### Task material

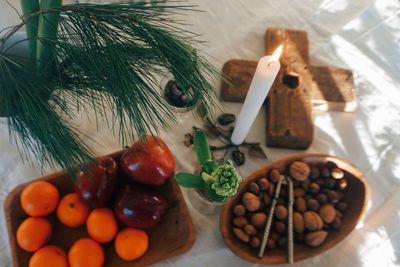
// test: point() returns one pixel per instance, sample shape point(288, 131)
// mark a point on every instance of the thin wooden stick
point(270, 216)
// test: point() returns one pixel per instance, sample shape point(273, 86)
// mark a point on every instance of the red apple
point(96, 184)
point(149, 161)
point(139, 207)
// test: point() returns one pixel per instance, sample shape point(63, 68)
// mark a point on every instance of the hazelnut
point(312, 204)
point(259, 219)
point(253, 188)
point(274, 176)
point(239, 210)
point(240, 221)
point(281, 212)
point(239, 233)
point(299, 171)
point(300, 204)
point(251, 201)
point(263, 184)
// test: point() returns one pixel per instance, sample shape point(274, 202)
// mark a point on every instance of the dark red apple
point(149, 161)
point(139, 207)
point(96, 184)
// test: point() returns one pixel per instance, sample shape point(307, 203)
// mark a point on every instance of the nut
point(299, 171)
point(263, 184)
point(274, 176)
point(321, 198)
point(327, 213)
point(312, 204)
point(280, 227)
point(337, 173)
point(315, 239)
point(251, 201)
point(239, 210)
point(298, 222)
point(239, 233)
point(312, 221)
point(240, 221)
point(281, 212)
point(250, 229)
point(259, 219)
point(300, 204)
point(253, 188)
point(255, 242)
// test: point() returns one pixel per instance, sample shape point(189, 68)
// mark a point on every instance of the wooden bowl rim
point(225, 231)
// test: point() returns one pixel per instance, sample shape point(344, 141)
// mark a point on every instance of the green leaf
point(190, 180)
point(201, 146)
point(209, 166)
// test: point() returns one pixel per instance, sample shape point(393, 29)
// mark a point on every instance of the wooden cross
point(298, 89)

######

- [Short problem]: Reproduce only the lines between the line containing "shape point(63, 68)" and the last line of the records, those two lines included, exactly.

- [Complete output]:
// test: point() returns one pixel per instance, sample shape point(63, 68)
// mark a point on every instance of the hazelnut
point(312, 204)
point(259, 219)
point(253, 188)
point(274, 176)
point(239, 210)
point(240, 221)
point(281, 212)
point(239, 233)
point(299, 171)
point(300, 204)
point(251, 201)
point(263, 184)
// test: point() returns one pixel per instance, sample shape point(274, 202)
// mark a point on every instance of the dark red apple
point(149, 161)
point(139, 207)
point(96, 184)
// test: point() returns one pixel per instance, sample shape point(307, 203)
// mark a point on every instance of the nut
point(299, 171)
point(263, 184)
point(274, 176)
point(321, 198)
point(327, 213)
point(312, 204)
point(280, 227)
point(337, 173)
point(315, 239)
point(251, 201)
point(239, 210)
point(298, 222)
point(239, 233)
point(312, 221)
point(240, 221)
point(281, 212)
point(250, 229)
point(259, 219)
point(300, 204)
point(253, 188)
point(255, 242)
// test: point() returns one pixel per instance, sample shape point(189, 68)
// mark a point on every instance of the wooden bowl rim
point(225, 231)
// test: point() returns one pixel per instance, sample shape point(344, 141)
// mark a point on every instance of the green leaf
point(190, 180)
point(201, 146)
point(209, 166)
// test: point() returns one pixel per instance, sample shape point(393, 29)
// mark a point on every instance of the wooden cross
point(298, 89)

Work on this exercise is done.